▸ **What to do**:
a) In the passage on human–technology relations, which everyday object is given as an example of an artifact that becomes part of one's extended body?
b) Please quote the passage on human–technology relations between "In the discussion" and "and Malafouris 2019).", inclusive.

* begin Reading passage *

This new form of machine expands expectations of how humans and machines work together in socio-technological environments. As mentioned in the previous section, the implication of the 4E cognition approach is that cognitive processes do not only take place in the individual, but rather are embodied, embedded, active, and extended in a physical and social environment. Applying the guiding principle of triangulation in the context of HMI, the machine takes on a role in this triangle. Therefore, it is not sufficient to focus on a concept of the seemingly given interaction partner, but rather on the question of what leads to a successful human–machine interaction. According to the mediation approach of philosophy and technology, “humans and technology should not be seen as two ‘poles’ between which there is an interaction; rather, they are the result of this interaction […] they are not pre-given entities but rather once that mutually shape each other in the relations that come about between them” (Verbeek 2015: 28). Moreover, “the relation between humans and technologies is in fact part of a larger relation, between human beings and their world, in which technologies play a mediating role” (ibid).

5 Human-Technology-World

In the discussion about the relationship between human and technology, two accounts in respect of the 4E-cognition approach developed above are helpful for our investigation of human–machine interaction. On the one hand, the postphenomenological approach in philosophy of technology focuses on the general relation between humans and the world (Ihde, 1990). On the other hand, an archeological as well as an anthropological framework of Material Engagement Theory (MET) is very prominent in the debate and raises the question of how material environment shapes human cognition (Malafouris, 2013). Both theories underline that our understanding of cognition relies on what we called 4E-cognition (Sect. 3) in connection with the general relation of human and technology (Ihde and Malafouris 2019).

The postphenomenological strategy first represented in the work of Don Ihde (1990) draws attention to several ways of describing human-world-relations mediated by technologies. He distinguished four main relations of human-technologies-world: (1) the embodied relation, (2) the hermeneutic relation, (3) alterity relation (quasi other), and (4) the background relation (ibid.: 72–112). For Ihde, the first relation, the embodied relation, is the initial starting point for our engagement with technologies: “I shall begin with a focus upon experientially recognizable features that are centered upon the ways we are bodily engaged with technologies […] I-as-body interact with my environment by means of technologies” (ibid.: 72). As far as one has learned to deal with a certain technology, artifacts become transparent and belong to her ordinary experience or are somehow part of her extended body such as eyeglasses. Second, Ihde talked about the hermeneutic relation, i.e., when an interpretation of an artifact is needed like in the case of reading a thermometer (ibid.; Verbeek 2001:127–133; Aydin et al., 2019). Whereas embodied and hermeneutic relations stress the mediated form of technologies, alterity relations characterize technologies as counterpart or as quasi-other in interaction like computers or cars, which have autonomic function. In the case of social robots, this relation is crucial for the direct interaction of people with an artificial counterpart. This supposed interaction partner appears in a double aspect; on the one hand, it is an objectified counterpart, and on the other hand, it still has the mediated form. According to Ihde (1990, 106), the otherness of the computer “remains a quasi-otherness, and its genuine usefulness still belongs to the borders of its hermeneutic capacities. Yet in spite of this, the tendency to fantasize its quasi-otherness into an authentic otherness is pervasive.” The user’s attitude towards the artificial interaction partner decides whether the social robot is perceived as a quasi-other or as an authentic other. At last, in the background relation, technologies do not play a fundamental role in our experience. Instead, they frame the context of our human experience in an implicit way. That means that these kinds of technologies can work without being perceived actively, e.g., a WLAN router.

* end Reading passage *
* begin Dataset content *

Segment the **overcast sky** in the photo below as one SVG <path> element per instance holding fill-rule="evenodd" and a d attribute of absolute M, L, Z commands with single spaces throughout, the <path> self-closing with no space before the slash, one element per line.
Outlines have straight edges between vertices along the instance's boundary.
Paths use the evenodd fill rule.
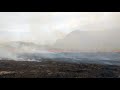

* end Dataset content *

▸ **Responses per task**:
a) Eyeglasses.

b)
In the discussion about the relationship between human and technology, two accounts in respect of the 4E-cognition approach developed above are helpful for our investigation of human–machine interaction. On the one hand, the postphenomenological approach in philosophy of technology focuses on the general relation between humans and the world (Ihde, 1990). On the other hand, an archeological as well as an anthropological framework of Material Engagement Theory (MET) is very prominent in the debate and raises the question of how material environment shapes human cognition (Malafouris, 2013). Both theories underline that our understanding of cognition relies on what we called 4E-cognition (Sect. 3) in connection with the general relation of human and technology (Ihde and Malafouris 2019).